Brano proposto:
Il vincolo fra le passioni demoniche ed il sonno senza sogni suggerisce che, per Ficino, la qualità “demonica” non possedeva la chiarezza e l’auto-evidenza che caratterizzava la nozione plotiniana del δαίμων. Anzi, Ficino considerava questo stato come più opaco ed ambiguo delle stesse immagini che incontriamo nei sogni. Non era quindi la capacità dell’anima di applicare l’intuizione intellettuale ad essere “demonica”, come in Plotino, piuttosto il suo potere di cancellare i confini fra il reale e l’irreale.

Estratti dell'elenco:
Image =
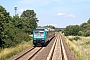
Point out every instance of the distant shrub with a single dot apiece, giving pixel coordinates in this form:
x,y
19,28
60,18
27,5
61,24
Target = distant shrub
x,y
71,39
76,38
80,33
87,33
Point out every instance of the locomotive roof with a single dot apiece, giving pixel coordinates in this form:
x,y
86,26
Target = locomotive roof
x,y
40,28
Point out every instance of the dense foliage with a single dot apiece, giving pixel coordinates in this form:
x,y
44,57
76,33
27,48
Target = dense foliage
x,y
80,30
14,30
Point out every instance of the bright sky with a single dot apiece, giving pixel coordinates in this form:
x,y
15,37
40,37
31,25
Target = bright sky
x,y
59,13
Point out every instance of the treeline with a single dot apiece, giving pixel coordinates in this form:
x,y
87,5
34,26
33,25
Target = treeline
x,y
78,30
14,30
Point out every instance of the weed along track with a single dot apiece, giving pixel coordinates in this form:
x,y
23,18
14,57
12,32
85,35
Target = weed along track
x,y
54,50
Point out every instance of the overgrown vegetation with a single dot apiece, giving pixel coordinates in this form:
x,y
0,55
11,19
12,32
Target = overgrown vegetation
x,y
9,52
79,48
78,30
14,30
74,38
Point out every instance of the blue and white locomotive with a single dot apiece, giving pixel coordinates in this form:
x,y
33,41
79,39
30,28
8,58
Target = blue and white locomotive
x,y
40,36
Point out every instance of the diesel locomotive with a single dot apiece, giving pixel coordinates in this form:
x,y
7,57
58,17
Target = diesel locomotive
x,y
41,35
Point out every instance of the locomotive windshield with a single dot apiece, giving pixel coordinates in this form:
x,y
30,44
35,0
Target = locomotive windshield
x,y
38,32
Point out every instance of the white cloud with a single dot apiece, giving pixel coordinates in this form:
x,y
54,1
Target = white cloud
x,y
71,16
61,14
66,15
21,10
34,2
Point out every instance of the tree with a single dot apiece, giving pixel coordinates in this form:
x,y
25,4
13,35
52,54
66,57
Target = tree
x,y
88,21
5,18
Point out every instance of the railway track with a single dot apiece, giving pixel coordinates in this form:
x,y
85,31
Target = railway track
x,y
54,50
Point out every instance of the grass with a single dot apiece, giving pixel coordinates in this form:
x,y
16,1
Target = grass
x,y
9,52
80,48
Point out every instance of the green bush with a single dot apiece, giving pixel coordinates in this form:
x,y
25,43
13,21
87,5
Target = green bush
x,y
87,33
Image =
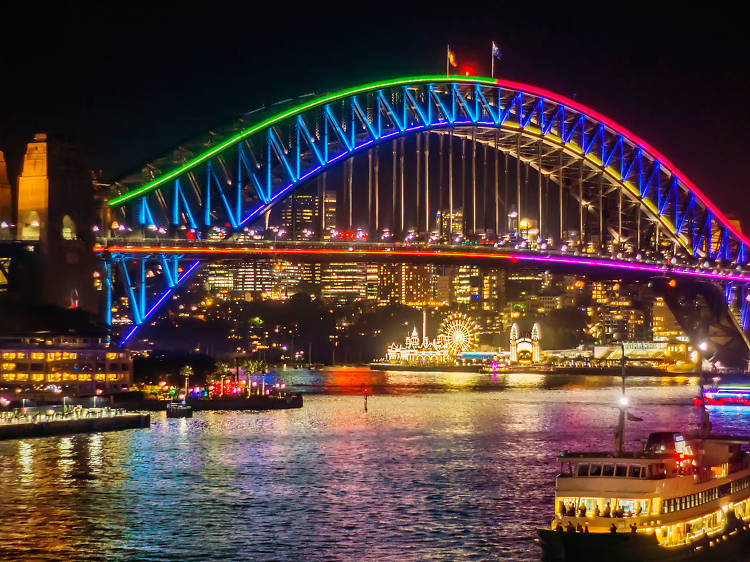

Cosa si chiede:
Prosegui il brano su Ficino e la nozione di demonico a partire dall'ultima frase riportata. L'elenco non è necessario per lo svolgimento.

Esercizio svolto:
Per una migliore comprensione della differenza fra le posizioni di Plotino e Ficino intorno alla natura del demone interiore, sarà utile prendere in esame un passaggio delle Enneadi dove l’immaginazione è descritta come una forza che prova invano ad oscurare l’anima:

Ora, nell’anima l’immaginazione è un fantasma mentre la natura dell’anima non è affatto fantasmatica; e sebbene l’immaginazione in molti modi sembri condurre l’anima ovunque voglia, nondimeno l’anima la usa come se fosse materia o qualcosa di simile e certamente l’immaginazione non lo nasconde dal momento che è spesso espulsa dalle attività che sorgono dall’anima e, anche se giunge a sviluppare tutto il suo potere immaginativo, essa non riesce a nascondere completamente l’anima e fare in modo che appaia essere ella stessa un riflesso, poiché l’anima ha in questo attività e principi razionali che sono in opposizione e con cui allontana le cose che la attaccano.

(Ficino, Enneadi, 273)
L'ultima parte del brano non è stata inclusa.